» **Directions for this task**
Reproduce the data, keeping every word exactly as it is.

[Stored items]

:::::

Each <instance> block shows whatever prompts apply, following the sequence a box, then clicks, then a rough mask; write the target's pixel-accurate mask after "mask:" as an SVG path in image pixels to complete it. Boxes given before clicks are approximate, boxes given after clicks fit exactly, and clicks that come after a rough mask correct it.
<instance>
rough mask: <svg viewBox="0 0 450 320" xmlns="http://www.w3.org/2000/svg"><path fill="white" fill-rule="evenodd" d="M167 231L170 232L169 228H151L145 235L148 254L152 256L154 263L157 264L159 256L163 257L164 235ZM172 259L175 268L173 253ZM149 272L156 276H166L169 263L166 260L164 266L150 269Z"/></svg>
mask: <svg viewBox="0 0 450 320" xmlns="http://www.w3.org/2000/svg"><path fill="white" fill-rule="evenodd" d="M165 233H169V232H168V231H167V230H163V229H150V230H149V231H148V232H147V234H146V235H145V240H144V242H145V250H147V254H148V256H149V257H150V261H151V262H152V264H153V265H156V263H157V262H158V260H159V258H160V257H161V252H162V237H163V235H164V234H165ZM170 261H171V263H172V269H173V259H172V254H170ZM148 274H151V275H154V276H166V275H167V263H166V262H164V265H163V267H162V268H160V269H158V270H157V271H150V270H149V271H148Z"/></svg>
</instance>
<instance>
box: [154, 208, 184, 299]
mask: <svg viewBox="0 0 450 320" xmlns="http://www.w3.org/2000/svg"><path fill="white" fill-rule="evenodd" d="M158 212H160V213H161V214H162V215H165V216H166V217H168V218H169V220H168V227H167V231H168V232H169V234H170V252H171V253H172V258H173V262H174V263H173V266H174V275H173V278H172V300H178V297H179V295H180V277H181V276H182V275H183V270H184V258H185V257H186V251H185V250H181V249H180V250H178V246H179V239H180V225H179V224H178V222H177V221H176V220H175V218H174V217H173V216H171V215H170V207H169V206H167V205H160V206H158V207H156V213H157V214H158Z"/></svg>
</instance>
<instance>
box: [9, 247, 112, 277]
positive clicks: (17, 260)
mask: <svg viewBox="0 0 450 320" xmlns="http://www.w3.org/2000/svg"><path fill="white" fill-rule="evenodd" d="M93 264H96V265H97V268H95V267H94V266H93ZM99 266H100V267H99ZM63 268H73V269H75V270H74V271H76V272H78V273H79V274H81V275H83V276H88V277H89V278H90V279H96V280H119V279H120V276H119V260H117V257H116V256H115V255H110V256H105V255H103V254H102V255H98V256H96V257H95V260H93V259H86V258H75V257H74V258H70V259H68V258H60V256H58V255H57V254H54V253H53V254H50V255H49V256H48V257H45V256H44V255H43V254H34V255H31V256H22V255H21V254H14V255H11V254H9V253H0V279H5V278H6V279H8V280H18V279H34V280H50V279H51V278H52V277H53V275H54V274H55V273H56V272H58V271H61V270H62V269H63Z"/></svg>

:::::

» **Response to this exercise**
Each <instance> block shows whatever prompts apply, following the sequence a box, then clicks, then a rough mask; write the target's pixel-accurate mask after "mask:" as an SVG path in image pixels to complete it. Boxes given before clicks are approximate, boxes given after clicks fit exactly, and clicks that come after a rough mask correct it.
<instance>
rough mask: <svg viewBox="0 0 450 320" xmlns="http://www.w3.org/2000/svg"><path fill="white" fill-rule="evenodd" d="M167 231L170 232L169 228H151L145 235L148 254L152 256L154 263L157 264L159 256L163 257L164 235ZM172 259L175 268L173 253ZM149 272L156 276H166L169 263L166 260L164 266L150 269Z"/></svg>
mask: <svg viewBox="0 0 450 320" xmlns="http://www.w3.org/2000/svg"><path fill="white" fill-rule="evenodd" d="M165 233H169V232H168V231H167V230H163V229H150V230H149V231H148V232H147V234H146V235H145V240H144V242H145V250H147V254H148V256H149V257H150V261H151V262H152V264H153V265H156V263H157V262H158V260H159V258H160V257H161V252H162V237H163V235H164V234H165ZM170 261H171V263H172V269H173V259H172V254H170ZM148 274H151V275H154V276H166V275H167V263H166V262H164V265H163V267H162V268H160V269H158V270H157V271H150V270H149V271H148Z"/></svg>
</instance>
<instance>
box: [154, 208, 184, 299]
mask: <svg viewBox="0 0 450 320" xmlns="http://www.w3.org/2000/svg"><path fill="white" fill-rule="evenodd" d="M158 212H160V213H161V214H162V215H165V216H166V217H168V218H169V220H168V227H167V231H168V232H169V234H170V252H171V253H172V258H173V262H174V263H173V266H174V275H173V278H172V300H178V297H179V295H180V277H181V276H182V275H183V270H184V258H185V257H186V251H185V250H181V249H180V250H178V246H179V239H180V225H179V224H178V222H177V221H176V220H175V218H174V217H173V216H171V215H170V207H169V206H167V205H160V206H158V207H156V213H157V214H158Z"/></svg>
</instance>
<instance>
box: [9, 247, 112, 277]
positive clicks: (17, 260)
mask: <svg viewBox="0 0 450 320" xmlns="http://www.w3.org/2000/svg"><path fill="white" fill-rule="evenodd" d="M93 264H96V265H97V268H95V267H94V266H93ZM99 266H100V267H99ZM63 268H73V269H75V270H74V271H76V272H78V273H79V274H81V275H83V276H88V277H89V278H90V279H96V280H119V279H120V276H119V260H117V257H116V256H115V255H110V256H105V255H103V254H102V255H98V256H96V257H95V260H93V259H86V258H75V257H74V258H70V259H68V258H60V256H58V255H57V254H54V253H53V254H50V255H49V256H48V257H45V256H44V255H43V254H34V255H31V256H22V255H21V254H14V255H11V254H9V253H0V279H5V278H6V279H8V280H18V279H34V280H50V279H51V278H52V277H53V275H54V274H55V273H56V272H58V271H61V270H62V269H63Z"/></svg>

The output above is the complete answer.